Alexander the coppersmith did me much evil:the Lord reward him according to his works.
2 Timothy 4:14
Paul never mentions what exactly Alexander did to him. But he described it as Great Evil, so I take it must have been really bad. Paul was human like the rest of us, and I'm sure he became angry in his heart over this. The differences between Paul and I diverge right here. He simply states for God to deal with him. He puts it in God's hands. No more is mentioned after this in his letter. Paul I'm sure prayed for him and would probably shown him kindness if he needed it. Paul though put this all into God's care. God would deal with this situation, one way or another, he must have thought. In other words, he let it go.
We have the tendency to hold grudges. Those who have wronged us or hurt us, they stay with us as we reopen the wound so many times. Those individuals aren't hurting in the least bit by our bitterness. The only person we are hurting is ourselves. In doing so, our hearts are filled with poison. One quote I have heard is,"Holding a grudge is like taking a poison and waiting for the other person to die."
How often I feel like the lament in Lamentations 3:1-6,"I am the man who has seen affliction by the rod of his wrath. He has driven me away and made me walk in darkness rather than the light; indeed he has turned his hand against me again and again all day long. He has made my skin and flesh grow old and has broken my bones. He has besieged me and surrounded me with bitterness and hardship. He has made me dwell in darkness like those long dead."
The truth is I can't let it go. I can't let go of the hurt inflicted on me by others. He knows this, if we would only be honest with Him. I can't forgive in my own strength. Only when I lay it down at His feet everytime it pops up can I get past it. Sure I may try lugging it around for a long while, but it finally wears me down.
I must look like my little 3 year old boy to God. He will pick up something real heavy and lug it around until he just can't move anymore. At that moment, I hear,"Dada, help me." I had been watching all the time. Waiting for the right moment to assist. If I helped without him asking, he would become angry. Only when he came to the realization that he couldn't do it alone, did I come to his aid.
God is patient. Letting me wear myself out. Till I come to the point I look up at His strong arms and say,"Father, help me. I can't carry the load anymore. Teach me how to let go and let You."

Task statement
Can you repeat the devotional on letting go of grudges word for word, everything from "How often I" down to "wears me down."?

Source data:
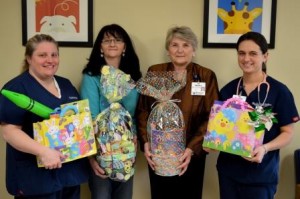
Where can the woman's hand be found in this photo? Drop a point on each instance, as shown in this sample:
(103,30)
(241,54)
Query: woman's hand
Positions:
(185,159)
(96,168)
(148,155)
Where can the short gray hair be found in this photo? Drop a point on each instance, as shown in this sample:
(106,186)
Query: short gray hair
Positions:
(184,33)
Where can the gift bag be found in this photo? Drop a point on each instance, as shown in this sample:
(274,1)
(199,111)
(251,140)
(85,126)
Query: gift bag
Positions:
(165,125)
(114,127)
(69,130)
(230,128)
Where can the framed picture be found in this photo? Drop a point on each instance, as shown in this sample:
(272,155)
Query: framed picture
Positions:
(69,22)
(226,20)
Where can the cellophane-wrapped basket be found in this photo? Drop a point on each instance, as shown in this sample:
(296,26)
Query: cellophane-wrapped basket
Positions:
(165,125)
(114,128)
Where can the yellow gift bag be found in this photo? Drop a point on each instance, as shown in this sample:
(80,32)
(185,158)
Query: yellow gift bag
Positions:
(69,131)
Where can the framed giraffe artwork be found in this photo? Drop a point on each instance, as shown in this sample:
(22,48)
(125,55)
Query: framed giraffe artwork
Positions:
(226,20)
(69,22)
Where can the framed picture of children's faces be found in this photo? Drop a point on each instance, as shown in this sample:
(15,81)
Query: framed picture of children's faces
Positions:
(226,20)
(69,22)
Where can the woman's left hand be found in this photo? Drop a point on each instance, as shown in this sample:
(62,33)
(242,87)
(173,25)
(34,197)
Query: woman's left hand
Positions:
(185,159)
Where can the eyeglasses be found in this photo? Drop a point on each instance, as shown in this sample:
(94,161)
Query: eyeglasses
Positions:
(109,41)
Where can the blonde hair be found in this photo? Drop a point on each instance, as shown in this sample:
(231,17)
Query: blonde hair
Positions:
(31,46)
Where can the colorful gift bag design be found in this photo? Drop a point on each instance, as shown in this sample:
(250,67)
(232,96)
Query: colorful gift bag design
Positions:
(114,127)
(165,125)
(230,128)
(69,130)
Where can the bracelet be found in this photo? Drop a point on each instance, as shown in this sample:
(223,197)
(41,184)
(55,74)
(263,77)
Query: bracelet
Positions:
(265,149)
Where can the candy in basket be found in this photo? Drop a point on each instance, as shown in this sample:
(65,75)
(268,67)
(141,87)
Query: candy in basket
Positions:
(114,128)
(165,125)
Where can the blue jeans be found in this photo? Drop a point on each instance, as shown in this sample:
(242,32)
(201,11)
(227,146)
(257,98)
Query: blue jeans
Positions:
(109,189)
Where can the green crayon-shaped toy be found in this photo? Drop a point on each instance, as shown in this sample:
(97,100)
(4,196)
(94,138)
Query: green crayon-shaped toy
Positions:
(27,103)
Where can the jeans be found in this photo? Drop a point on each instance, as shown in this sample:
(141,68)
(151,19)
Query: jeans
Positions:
(109,189)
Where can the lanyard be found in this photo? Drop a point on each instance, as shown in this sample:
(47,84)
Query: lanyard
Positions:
(258,90)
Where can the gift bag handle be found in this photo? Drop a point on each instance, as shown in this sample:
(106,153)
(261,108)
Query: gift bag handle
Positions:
(235,100)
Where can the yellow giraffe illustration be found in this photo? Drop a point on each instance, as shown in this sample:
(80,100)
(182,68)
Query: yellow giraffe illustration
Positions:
(238,21)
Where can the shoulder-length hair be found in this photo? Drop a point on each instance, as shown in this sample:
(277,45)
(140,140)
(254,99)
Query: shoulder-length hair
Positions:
(129,62)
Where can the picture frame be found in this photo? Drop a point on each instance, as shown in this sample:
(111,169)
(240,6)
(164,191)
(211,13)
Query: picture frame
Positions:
(264,23)
(69,22)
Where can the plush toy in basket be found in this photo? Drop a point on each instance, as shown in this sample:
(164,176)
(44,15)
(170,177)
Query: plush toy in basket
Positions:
(233,127)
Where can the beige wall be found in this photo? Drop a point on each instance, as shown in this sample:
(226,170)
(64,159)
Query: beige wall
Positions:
(147,22)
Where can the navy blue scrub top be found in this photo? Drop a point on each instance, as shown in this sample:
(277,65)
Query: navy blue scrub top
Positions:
(283,105)
(22,174)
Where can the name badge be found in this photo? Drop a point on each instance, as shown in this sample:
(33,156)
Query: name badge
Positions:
(198,88)
(243,98)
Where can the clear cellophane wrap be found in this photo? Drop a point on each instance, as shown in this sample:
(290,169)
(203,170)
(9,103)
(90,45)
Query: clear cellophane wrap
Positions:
(114,126)
(165,125)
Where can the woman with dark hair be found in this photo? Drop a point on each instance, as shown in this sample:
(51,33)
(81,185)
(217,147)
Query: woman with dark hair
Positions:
(257,177)
(112,47)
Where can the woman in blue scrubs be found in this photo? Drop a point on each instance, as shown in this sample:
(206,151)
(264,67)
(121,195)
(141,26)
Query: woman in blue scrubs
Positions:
(24,179)
(257,177)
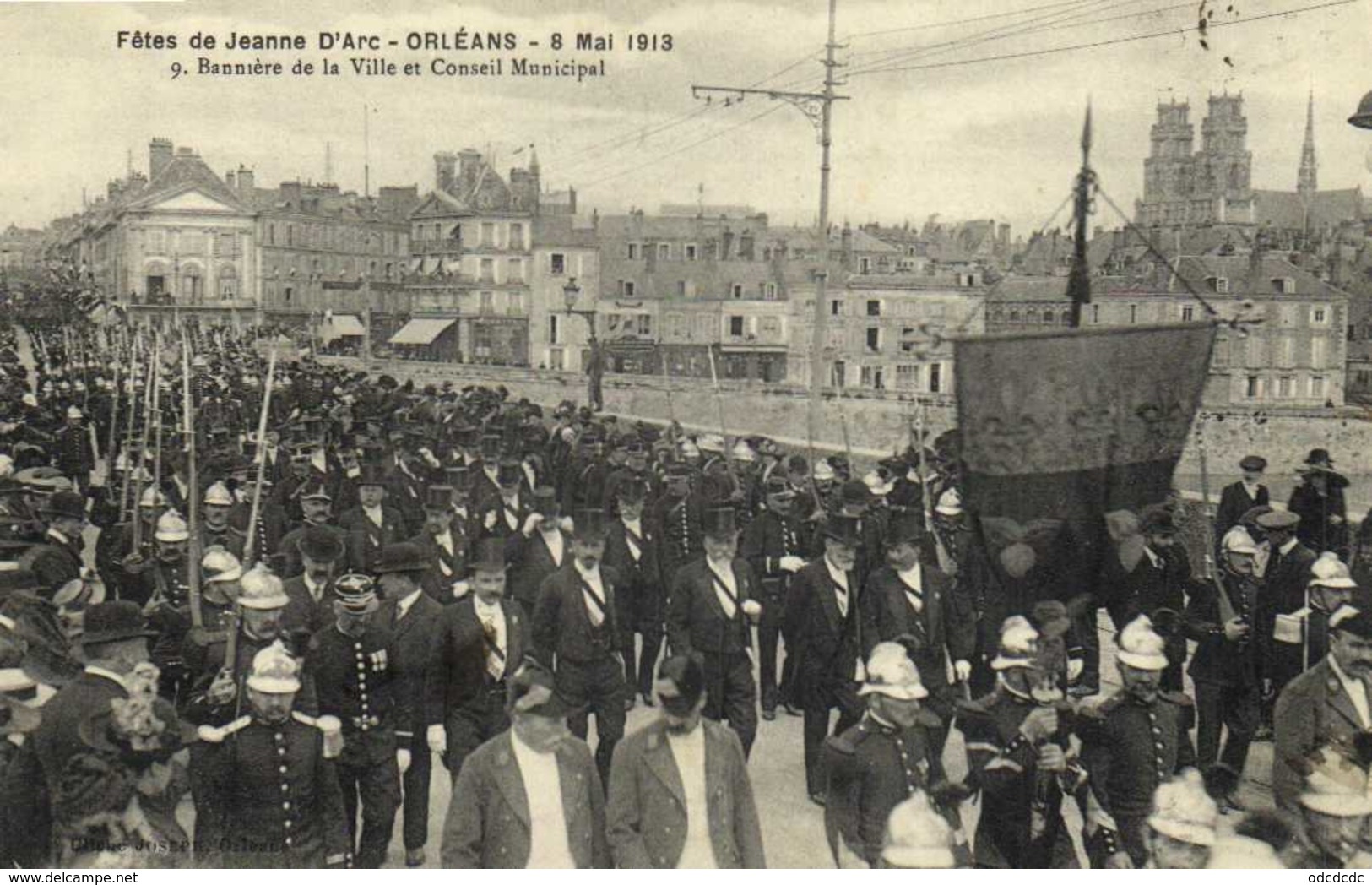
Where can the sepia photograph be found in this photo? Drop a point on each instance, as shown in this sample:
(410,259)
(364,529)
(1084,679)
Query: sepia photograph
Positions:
(641,434)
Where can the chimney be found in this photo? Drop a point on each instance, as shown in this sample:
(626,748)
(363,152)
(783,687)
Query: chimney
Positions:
(160,154)
(445,162)
(468,160)
(245,182)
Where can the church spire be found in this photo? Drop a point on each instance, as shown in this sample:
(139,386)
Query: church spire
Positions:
(1308,180)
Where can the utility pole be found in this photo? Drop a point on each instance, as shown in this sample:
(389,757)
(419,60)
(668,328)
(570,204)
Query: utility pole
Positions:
(818,107)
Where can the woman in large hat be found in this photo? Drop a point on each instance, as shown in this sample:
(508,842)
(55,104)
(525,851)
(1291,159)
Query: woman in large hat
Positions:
(1319,502)
(116,801)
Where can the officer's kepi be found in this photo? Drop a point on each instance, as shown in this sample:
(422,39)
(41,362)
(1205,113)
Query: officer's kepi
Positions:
(680,683)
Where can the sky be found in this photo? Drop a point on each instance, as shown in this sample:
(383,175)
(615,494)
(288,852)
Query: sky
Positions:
(968,138)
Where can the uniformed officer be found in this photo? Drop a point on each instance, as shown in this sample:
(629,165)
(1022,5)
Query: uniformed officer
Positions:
(351,670)
(1020,757)
(1225,665)
(711,611)
(215,529)
(775,545)
(1131,742)
(882,760)
(270,796)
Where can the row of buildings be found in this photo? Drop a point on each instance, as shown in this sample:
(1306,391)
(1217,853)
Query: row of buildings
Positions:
(498,269)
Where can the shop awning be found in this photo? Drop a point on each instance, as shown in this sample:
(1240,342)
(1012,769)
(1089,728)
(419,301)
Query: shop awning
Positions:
(420,331)
(347,324)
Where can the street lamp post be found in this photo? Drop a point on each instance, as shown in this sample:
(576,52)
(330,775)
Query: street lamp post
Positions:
(596,371)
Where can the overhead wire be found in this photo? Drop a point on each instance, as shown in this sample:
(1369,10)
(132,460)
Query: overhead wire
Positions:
(1095,44)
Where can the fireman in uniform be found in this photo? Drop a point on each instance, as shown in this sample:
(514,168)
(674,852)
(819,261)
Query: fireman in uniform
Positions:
(350,660)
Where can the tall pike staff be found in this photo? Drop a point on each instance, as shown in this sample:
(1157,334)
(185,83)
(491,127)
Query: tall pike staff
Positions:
(256,513)
(193,485)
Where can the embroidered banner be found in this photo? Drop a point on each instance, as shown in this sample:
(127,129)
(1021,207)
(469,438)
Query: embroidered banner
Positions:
(1069,426)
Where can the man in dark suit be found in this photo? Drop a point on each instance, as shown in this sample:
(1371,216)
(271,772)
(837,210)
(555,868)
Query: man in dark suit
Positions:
(317,504)
(372,524)
(529,797)
(312,592)
(575,630)
(413,619)
(1284,595)
(680,795)
(479,643)
(711,610)
(1240,497)
(116,641)
(445,545)
(1327,703)
(538,551)
(58,560)
(632,548)
(507,512)
(913,601)
(823,617)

Answer section
How often I feel like the lament in Lamentations 3:1-6,"I am the man who has seen affliction by the rod of his wrath. He has driven me away and made me walk in darkness rather than the light; indeed he has turned his hand against me again and again all day long. He has made my skin and flesh grow old and has broken my bones. He has besieged me and surrounded me with bitterness and hardship. He has made me dwell in darkness like those long dead."
The truth is I can't let it go. I can't let go of the hurt inflicted on me by others. He knows this, if we would only be honest with Him. I can't forgive in my own strength. Only when I lay it down at His feet everytime it pops up can I get past it. Sure I may try lugging it around for a long while, but it finally wears me down.